Natural language region descriptions:

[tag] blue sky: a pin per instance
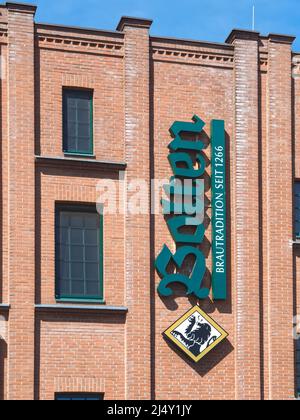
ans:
(210, 20)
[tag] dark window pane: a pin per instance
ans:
(77, 288)
(64, 235)
(77, 236)
(65, 287)
(78, 254)
(92, 253)
(92, 271)
(78, 121)
(65, 270)
(91, 221)
(77, 271)
(82, 142)
(91, 237)
(93, 288)
(76, 220)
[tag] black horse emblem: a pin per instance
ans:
(196, 336)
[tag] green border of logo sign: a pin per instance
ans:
(219, 210)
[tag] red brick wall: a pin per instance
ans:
(141, 86)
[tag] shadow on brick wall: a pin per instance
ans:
(3, 357)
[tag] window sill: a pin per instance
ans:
(101, 309)
(80, 163)
(80, 155)
(74, 300)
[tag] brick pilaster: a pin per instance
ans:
(246, 214)
(21, 213)
(137, 133)
(279, 178)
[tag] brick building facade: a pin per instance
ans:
(140, 85)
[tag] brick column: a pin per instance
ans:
(246, 215)
(279, 179)
(137, 141)
(21, 216)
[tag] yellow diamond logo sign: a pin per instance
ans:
(196, 333)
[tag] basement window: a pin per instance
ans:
(78, 122)
(79, 253)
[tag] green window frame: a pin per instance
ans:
(78, 253)
(78, 131)
(298, 366)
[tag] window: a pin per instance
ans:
(79, 397)
(78, 122)
(297, 209)
(298, 366)
(79, 250)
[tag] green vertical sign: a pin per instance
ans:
(219, 231)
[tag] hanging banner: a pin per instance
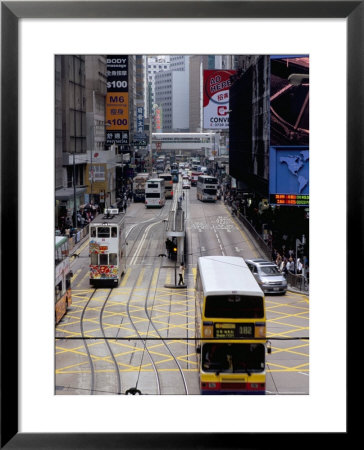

* _WORK TASK_
Each line from the one with "[tag] dark window pane: a pin per instance" to the final line of the data above is to be printed exactly; no picture should appear in the copy.

* _WRITTEN RESPONSE_
[tag] dark window pane: a pin per instance
ans:
(77, 288)
(64, 235)
(77, 236)
(65, 287)
(78, 254)
(92, 253)
(92, 271)
(78, 121)
(65, 270)
(91, 221)
(77, 271)
(82, 142)
(91, 237)
(93, 288)
(76, 220)
[tag] black horse emblem: a pin per instance
ans:
(196, 336)
[tag] green border of logo sign: a pin per instance
ans:
(219, 210)
[tag] red brick wall: a pin per instance
ans:
(141, 86)
[tag] shadow on brick wall: a pin per instance
ans:
(3, 357)
[tag] window sill: a pin per instance
ans:
(101, 309)
(80, 163)
(80, 155)
(74, 300)
[tag] brick pilaster: a pin per instance
ans:
(246, 214)
(21, 213)
(137, 133)
(279, 178)
[tag] brick building facade: a pin per instance
ans:
(140, 85)
[tag] brick column: a pin per instance
ans:
(246, 215)
(279, 179)
(137, 141)
(21, 216)
[tag] yellow diamond logo sign: a pin per instance
ans:
(196, 333)
[tag] basement window: a pin per instance
ans:
(78, 122)
(79, 253)
[tag] green window frame: a pin per instance
ans:
(78, 253)
(78, 131)
(298, 366)
[tag] window: a pin per instance
ans:
(79, 397)
(78, 122)
(297, 209)
(298, 366)
(79, 250)
[tag] green vertical sign: a pin per instance
ans:
(219, 231)
[tag] hanging banner: a pin per instance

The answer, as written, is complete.